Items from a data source
==============================

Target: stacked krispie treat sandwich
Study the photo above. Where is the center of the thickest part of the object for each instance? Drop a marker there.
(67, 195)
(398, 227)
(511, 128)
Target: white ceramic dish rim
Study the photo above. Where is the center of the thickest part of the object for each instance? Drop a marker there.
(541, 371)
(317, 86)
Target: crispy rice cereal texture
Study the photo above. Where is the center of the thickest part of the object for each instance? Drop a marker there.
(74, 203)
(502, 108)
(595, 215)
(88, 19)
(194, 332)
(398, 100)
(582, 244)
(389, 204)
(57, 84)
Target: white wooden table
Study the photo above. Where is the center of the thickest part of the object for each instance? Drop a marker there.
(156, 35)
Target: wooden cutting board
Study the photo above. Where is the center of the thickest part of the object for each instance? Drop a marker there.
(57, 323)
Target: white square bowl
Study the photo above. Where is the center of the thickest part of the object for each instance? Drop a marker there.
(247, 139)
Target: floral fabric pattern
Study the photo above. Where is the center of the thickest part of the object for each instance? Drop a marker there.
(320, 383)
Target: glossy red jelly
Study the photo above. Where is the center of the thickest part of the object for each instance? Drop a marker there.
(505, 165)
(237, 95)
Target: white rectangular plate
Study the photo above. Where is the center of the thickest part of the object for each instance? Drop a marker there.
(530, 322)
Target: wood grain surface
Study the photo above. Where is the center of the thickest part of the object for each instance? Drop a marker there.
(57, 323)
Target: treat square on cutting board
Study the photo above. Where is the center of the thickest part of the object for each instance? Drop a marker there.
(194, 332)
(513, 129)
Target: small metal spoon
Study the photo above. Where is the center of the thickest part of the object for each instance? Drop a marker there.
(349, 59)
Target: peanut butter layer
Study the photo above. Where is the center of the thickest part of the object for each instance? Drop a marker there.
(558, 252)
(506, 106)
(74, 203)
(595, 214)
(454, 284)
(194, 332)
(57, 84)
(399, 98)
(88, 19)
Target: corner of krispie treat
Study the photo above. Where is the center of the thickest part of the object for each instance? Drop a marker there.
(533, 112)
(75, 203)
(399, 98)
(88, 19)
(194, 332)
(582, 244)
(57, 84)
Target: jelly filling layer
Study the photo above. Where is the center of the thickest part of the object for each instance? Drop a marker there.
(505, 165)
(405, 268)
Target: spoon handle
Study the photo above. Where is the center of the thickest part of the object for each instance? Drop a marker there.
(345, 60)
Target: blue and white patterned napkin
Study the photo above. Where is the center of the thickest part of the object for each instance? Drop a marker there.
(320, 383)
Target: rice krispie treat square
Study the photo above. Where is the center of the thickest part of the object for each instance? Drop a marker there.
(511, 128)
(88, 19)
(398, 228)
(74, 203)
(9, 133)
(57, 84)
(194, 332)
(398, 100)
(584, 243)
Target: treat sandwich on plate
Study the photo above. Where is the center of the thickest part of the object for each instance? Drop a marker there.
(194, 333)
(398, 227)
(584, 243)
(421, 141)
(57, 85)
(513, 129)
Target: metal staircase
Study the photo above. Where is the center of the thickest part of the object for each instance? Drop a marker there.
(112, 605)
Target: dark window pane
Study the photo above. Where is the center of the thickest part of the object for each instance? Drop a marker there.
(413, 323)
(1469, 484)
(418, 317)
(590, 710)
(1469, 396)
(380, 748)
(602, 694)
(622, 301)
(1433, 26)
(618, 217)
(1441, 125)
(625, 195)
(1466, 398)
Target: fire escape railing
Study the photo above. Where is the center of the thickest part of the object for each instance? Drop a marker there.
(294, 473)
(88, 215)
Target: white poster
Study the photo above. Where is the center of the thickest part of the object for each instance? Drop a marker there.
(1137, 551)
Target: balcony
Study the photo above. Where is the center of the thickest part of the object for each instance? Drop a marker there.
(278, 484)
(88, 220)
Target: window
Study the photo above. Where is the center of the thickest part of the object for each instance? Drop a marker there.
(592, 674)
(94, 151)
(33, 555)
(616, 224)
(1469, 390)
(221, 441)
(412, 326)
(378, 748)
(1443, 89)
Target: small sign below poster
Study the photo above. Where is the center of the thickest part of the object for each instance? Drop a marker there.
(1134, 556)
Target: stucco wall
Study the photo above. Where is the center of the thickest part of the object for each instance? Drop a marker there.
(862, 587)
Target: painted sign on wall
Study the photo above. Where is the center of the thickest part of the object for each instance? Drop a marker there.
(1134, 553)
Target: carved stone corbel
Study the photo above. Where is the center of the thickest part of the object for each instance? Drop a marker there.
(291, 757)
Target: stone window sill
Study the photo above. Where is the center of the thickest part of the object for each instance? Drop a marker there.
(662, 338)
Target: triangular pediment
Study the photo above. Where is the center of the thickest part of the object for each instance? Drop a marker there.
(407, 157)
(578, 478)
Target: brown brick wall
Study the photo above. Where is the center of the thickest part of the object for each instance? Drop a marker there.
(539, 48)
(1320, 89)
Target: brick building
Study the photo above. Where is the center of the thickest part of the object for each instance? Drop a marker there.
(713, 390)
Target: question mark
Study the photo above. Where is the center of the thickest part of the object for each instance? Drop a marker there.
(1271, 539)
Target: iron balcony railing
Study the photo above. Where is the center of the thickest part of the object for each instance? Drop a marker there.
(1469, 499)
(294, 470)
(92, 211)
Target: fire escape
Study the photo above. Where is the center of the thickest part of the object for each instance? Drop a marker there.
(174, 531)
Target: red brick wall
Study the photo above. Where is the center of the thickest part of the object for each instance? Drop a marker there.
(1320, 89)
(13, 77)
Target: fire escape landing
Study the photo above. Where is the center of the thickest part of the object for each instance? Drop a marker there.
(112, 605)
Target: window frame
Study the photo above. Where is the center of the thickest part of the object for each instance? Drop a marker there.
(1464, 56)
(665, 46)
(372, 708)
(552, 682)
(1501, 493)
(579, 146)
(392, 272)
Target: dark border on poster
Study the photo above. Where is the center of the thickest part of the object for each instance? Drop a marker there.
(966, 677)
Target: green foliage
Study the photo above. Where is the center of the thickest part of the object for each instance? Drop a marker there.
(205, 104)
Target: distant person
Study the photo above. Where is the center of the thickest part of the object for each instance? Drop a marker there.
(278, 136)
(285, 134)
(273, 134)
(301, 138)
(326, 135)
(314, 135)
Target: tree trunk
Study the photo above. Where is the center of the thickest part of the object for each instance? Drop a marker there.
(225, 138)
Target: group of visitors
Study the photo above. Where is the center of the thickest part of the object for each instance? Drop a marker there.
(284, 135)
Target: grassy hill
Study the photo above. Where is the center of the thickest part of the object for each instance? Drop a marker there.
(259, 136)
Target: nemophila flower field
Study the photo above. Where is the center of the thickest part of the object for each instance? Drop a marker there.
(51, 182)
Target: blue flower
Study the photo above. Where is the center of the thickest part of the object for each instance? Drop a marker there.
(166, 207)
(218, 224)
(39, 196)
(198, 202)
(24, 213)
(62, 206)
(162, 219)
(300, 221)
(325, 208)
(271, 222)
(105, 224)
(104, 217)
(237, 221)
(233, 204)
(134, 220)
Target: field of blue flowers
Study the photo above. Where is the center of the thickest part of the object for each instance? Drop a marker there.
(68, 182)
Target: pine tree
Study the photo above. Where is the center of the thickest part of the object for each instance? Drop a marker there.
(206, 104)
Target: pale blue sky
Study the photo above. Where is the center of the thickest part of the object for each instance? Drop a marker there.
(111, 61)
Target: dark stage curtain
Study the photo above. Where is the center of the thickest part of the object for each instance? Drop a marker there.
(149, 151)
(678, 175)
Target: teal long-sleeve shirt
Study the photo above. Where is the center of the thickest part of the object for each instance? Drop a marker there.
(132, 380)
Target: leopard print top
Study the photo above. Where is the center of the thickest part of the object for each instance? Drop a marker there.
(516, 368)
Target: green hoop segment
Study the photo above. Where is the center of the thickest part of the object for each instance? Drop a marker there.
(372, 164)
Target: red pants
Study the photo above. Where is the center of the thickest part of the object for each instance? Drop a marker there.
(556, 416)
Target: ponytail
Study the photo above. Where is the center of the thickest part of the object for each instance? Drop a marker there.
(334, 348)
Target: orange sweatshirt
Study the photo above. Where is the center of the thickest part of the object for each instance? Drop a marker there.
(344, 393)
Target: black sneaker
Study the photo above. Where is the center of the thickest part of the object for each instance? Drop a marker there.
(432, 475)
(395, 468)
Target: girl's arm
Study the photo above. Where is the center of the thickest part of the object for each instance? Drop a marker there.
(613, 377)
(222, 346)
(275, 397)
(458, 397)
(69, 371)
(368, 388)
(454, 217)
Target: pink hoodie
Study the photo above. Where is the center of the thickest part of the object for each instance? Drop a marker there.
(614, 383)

==============================

Exercise objective:
Could you transcribe the entries exactly, from the first line through the line containing "Target: white wooden table", and give nothing more?

Exercise output:
Target: stacked krispie treat sandwich
Study the photo above. Where is the center of the thickest part of the object for each instance? Drop a marker there.
(67, 195)
(398, 227)
(511, 128)
Target: white ceramic dish rim
Study the photo above. Where is the center of the thickest part of the object for each instance? Drop a marker there.
(541, 371)
(317, 86)
Target: crispy rice cereal texture
Study the photo above. Where is the center of the thickest part of the object for each instance? Drop a marker there.
(74, 203)
(502, 108)
(595, 215)
(88, 19)
(194, 332)
(398, 100)
(582, 244)
(389, 204)
(57, 84)
Target: white wooden table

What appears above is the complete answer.